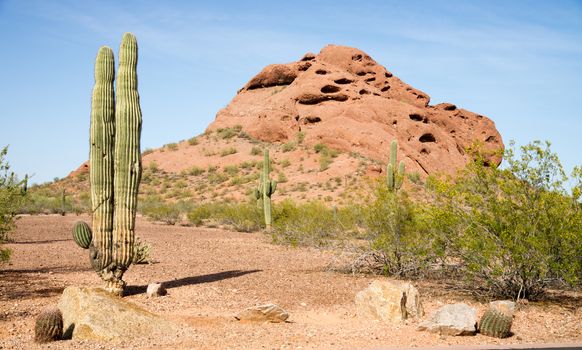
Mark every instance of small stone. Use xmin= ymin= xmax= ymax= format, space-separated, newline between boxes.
xmin=235 ymin=304 xmax=289 ymax=323
xmin=146 ymin=283 xmax=168 ymax=298
xmin=417 ymin=303 xmax=477 ymax=335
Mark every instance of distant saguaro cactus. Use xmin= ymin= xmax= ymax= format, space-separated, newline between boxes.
xmin=89 ymin=33 xmax=142 ymax=294
xmin=386 ymin=140 xmax=404 ymax=191
xmin=255 ymin=148 xmax=277 ymax=229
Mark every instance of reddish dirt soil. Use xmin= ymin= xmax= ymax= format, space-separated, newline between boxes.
xmin=0 ymin=215 xmax=582 ymax=349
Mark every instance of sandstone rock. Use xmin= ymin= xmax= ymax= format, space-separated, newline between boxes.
xmin=59 ymin=287 xmax=180 ymax=341
xmin=235 ymin=304 xmax=289 ymax=323
xmin=417 ymin=303 xmax=477 ymax=335
xmin=489 ymin=300 xmax=515 ymax=317
xmin=146 ymin=283 xmax=168 ymax=298
xmin=208 ymin=45 xmax=503 ymax=175
xmin=356 ymin=280 xmax=424 ymax=322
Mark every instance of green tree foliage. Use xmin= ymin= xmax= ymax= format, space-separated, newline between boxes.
xmin=0 ymin=147 xmax=26 ymax=263
xmin=427 ymin=141 xmax=582 ymax=299
xmin=364 ymin=181 xmax=437 ymax=277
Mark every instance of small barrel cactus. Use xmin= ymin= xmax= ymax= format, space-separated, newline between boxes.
xmin=73 ymin=221 xmax=93 ymax=249
xmin=34 ymin=307 xmax=63 ymax=343
xmin=479 ymin=308 xmax=513 ymax=338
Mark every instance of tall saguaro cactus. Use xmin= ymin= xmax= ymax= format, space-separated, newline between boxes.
xmin=255 ymin=148 xmax=277 ymax=229
xmin=386 ymin=140 xmax=404 ymax=191
xmin=113 ymin=33 xmax=141 ymax=278
xmin=89 ymin=33 xmax=141 ymax=294
xmin=89 ymin=46 xmax=115 ymax=280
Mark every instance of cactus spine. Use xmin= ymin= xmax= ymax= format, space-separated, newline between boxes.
xmin=255 ymin=148 xmax=277 ymax=229
xmin=386 ymin=140 xmax=404 ymax=191
xmin=479 ymin=308 xmax=513 ymax=338
xmin=34 ymin=307 xmax=63 ymax=343
xmin=89 ymin=33 xmax=142 ymax=294
xmin=73 ymin=221 xmax=93 ymax=249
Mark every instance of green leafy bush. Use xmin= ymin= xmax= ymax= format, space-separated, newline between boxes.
xmin=139 ymin=196 xmax=181 ymax=225
xmin=428 ymin=141 xmax=582 ymax=299
xmin=0 ymin=147 xmax=26 ymax=264
xmin=364 ymin=183 xmax=435 ymax=277
xmin=271 ymin=200 xmax=343 ymax=246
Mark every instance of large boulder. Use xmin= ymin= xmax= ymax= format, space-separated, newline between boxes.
xmin=356 ymin=280 xmax=424 ymax=322
xmin=417 ymin=303 xmax=477 ymax=335
xmin=208 ymin=45 xmax=503 ymax=175
xmin=59 ymin=287 xmax=183 ymax=341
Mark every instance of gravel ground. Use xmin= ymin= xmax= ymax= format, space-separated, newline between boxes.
xmin=0 ymin=215 xmax=582 ymax=349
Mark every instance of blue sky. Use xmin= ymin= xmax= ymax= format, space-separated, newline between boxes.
xmin=0 ymin=0 xmax=582 ymax=183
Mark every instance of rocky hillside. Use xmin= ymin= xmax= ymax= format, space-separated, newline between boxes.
xmin=62 ymin=45 xmax=503 ymax=205
xmin=208 ymin=45 xmax=503 ymax=175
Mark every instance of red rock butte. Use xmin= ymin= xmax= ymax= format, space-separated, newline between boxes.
xmin=208 ymin=45 xmax=503 ymax=175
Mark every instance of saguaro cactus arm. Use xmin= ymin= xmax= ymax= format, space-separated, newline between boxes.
xmin=89 ymin=46 xmax=115 ymax=270
xmin=113 ymin=33 xmax=142 ymax=278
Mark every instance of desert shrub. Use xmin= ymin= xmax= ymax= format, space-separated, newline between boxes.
xmin=217 ymin=203 xmax=263 ymax=232
xmin=222 ymin=165 xmax=239 ymax=176
xmin=139 ymin=196 xmax=181 ymax=225
xmin=216 ymin=125 xmax=242 ymax=140
xmin=319 ymin=154 xmax=333 ymax=171
xmin=297 ymin=131 xmax=305 ymax=144
xmin=281 ymin=141 xmax=297 ymax=152
xmin=131 ymin=237 xmax=152 ymax=264
xmin=428 ymin=141 xmax=582 ymax=299
xmin=186 ymin=204 xmax=215 ymax=226
xmin=187 ymin=203 xmax=262 ymax=232
xmin=271 ymin=200 xmax=342 ymax=246
xmin=220 ymin=147 xmax=238 ymax=157
xmin=364 ymin=183 xmax=436 ymax=277
xmin=164 ymin=143 xmax=178 ymax=151
xmin=186 ymin=165 xmax=205 ymax=176
xmin=188 ymin=136 xmax=203 ymax=146
xmin=0 ymin=147 xmax=26 ymax=264
xmin=277 ymin=172 xmax=288 ymax=183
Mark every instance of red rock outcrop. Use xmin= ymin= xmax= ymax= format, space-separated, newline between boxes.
xmin=208 ymin=45 xmax=503 ymax=174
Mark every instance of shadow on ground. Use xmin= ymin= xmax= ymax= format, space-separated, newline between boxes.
xmin=124 ymin=270 xmax=262 ymax=296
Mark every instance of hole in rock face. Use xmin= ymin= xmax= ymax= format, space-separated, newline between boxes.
xmin=418 ymin=133 xmax=436 ymax=143
xmin=408 ymin=113 xmax=424 ymax=122
xmin=333 ymin=78 xmax=353 ymax=85
xmin=305 ymin=117 xmax=321 ymax=124
xmin=297 ymin=94 xmax=349 ymax=105
xmin=321 ymin=85 xmax=341 ymax=94
xmin=485 ymin=135 xmax=497 ymax=142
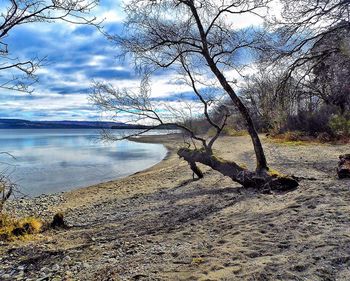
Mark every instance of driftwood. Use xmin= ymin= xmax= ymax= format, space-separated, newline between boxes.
xmin=337 ymin=154 xmax=350 ymax=179
xmin=177 ymin=148 xmax=298 ymax=191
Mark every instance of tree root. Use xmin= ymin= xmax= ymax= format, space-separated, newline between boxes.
xmin=177 ymin=148 xmax=299 ymax=192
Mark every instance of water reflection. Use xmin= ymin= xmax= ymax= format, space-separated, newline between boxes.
xmin=0 ymin=129 xmax=166 ymax=196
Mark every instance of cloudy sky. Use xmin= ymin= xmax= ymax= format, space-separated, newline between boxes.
xmin=0 ymin=0 xmax=270 ymax=121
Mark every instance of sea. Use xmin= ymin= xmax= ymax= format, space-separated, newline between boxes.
xmin=0 ymin=129 xmax=169 ymax=197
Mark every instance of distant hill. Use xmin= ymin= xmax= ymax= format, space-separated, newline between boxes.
xmin=0 ymin=119 xmax=129 ymax=129
xmin=0 ymin=118 xmax=180 ymax=130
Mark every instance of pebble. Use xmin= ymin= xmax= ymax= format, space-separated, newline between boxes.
xmin=52 ymin=264 xmax=60 ymax=271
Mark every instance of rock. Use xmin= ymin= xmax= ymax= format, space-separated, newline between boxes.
xmin=52 ymin=263 xmax=60 ymax=271
xmin=337 ymin=154 xmax=350 ymax=179
xmin=51 ymin=213 xmax=66 ymax=228
xmin=63 ymin=256 xmax=72 ymax=262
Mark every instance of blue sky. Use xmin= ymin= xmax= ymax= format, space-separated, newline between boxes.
xmin=0 ymin=0 xmax=266 ymax=121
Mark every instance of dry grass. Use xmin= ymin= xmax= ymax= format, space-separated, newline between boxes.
xmin=0 ymin=214 xmax=43 ymax=241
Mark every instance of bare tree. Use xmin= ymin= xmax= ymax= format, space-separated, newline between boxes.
xmin=92 ymin=0 xmax=297 ymax=188
xmin=0 ymin=0 xmax=98 ymax=92
xmin=265 ymin=0 xmax=350 ymax=91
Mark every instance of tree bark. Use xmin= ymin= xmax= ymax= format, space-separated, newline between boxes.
xmin=177 ymin=148 xmax=298 ymax=191
xmin=186 ymin=1 xmax=269 ymax=174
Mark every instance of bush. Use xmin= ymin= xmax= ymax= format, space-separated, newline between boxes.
xmin=207 ymin=126 xmax=248 ymax=137
xmin=328 ymin=115 xmax=350 ymax=137
xmin=282 ymin=108 xmax=332 ymax=137
xmin=0 ymin=214 xmax=43 ymax=240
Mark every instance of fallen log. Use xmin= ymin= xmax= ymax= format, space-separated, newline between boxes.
xmin=177 ymin=148 xmax=299 ymax=191
xmin=337 ymin=154 xmax=350 ymax=179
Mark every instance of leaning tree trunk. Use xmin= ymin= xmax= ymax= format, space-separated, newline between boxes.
xmin=186 ymin=5 xmax=269 ymax=174
xmin=177 ymin=148 xmax=298 ymax=191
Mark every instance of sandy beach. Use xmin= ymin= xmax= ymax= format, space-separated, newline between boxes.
xmin=0 ymin=135 xmax=350 ymax=281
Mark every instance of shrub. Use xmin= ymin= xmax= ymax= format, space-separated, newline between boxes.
xmin=328 ymin=115 xmax=350 ymax=137
xmin=0 ymin=214 xmax=43 ymax=240
xmin=207 ymin=126 xmax=248 ymax=137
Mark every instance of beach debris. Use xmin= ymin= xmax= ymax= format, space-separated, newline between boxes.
xmin=51 ymin=213 xmax=67 ymax=228
xmin=337 ymin=154 xmax=350 ymax=179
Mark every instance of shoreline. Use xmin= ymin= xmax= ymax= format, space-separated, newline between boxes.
xmin=4 ymin=134 xmax=180 ymax=220
xmin=0 ymin=136 xmax=350 ymax=281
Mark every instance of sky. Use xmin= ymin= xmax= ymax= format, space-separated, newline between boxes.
xmin=0 ymin=0 xmax=272 ymax=121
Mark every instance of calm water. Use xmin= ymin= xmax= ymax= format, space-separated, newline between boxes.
xmin=0 ymin=129 xmax=167 ymax=196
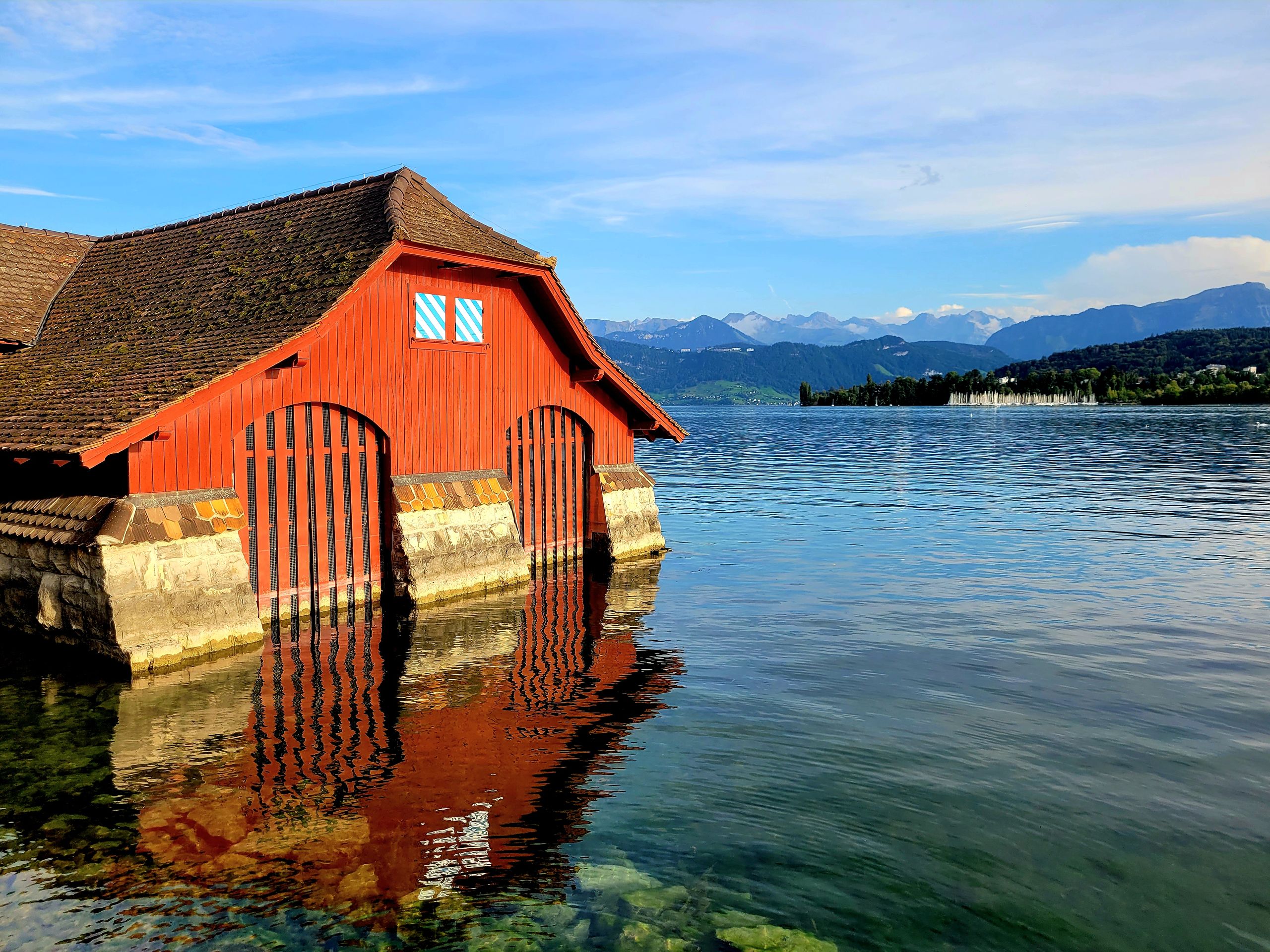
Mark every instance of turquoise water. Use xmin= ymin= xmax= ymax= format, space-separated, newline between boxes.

▶ **Exercise**
Arrange the part of the entries above that opens with the line containing "Mark every instance of dry" and closes with the line containing "xmin=186 ymin=1 xmax=269 ymax=174" as a numbered list, including both of those lines and leaving out any blank lines.

▶ **The answer**
1. Mark every instance of dry grass. Use xmin= ymin= xmax= ymax= format, space-separated, newline between boxes.
2. xmin=0 ymin=214 xmax=43 ymax=241
3. Mark every instance of bare tree. Use xmin= ymin= xmax= ymax= format, space-separated, newline between boxes.
4. xmin=92 ymin=0 xmax=297 ymax=188
5. xmin=0 ymin=0 xmax=98 ymax=92
6. xmin=265 ymin=0 xmax=350 ymax=91
7. Mark every instance of tree bark. Use xmin= ymin= xmax= ymax= format, space-separated, newline between boxes.
8. xmin=177 ymin=148 xmax=298 ymax=191
9. xmin=186 ymin=1 xmax=269 ymax=174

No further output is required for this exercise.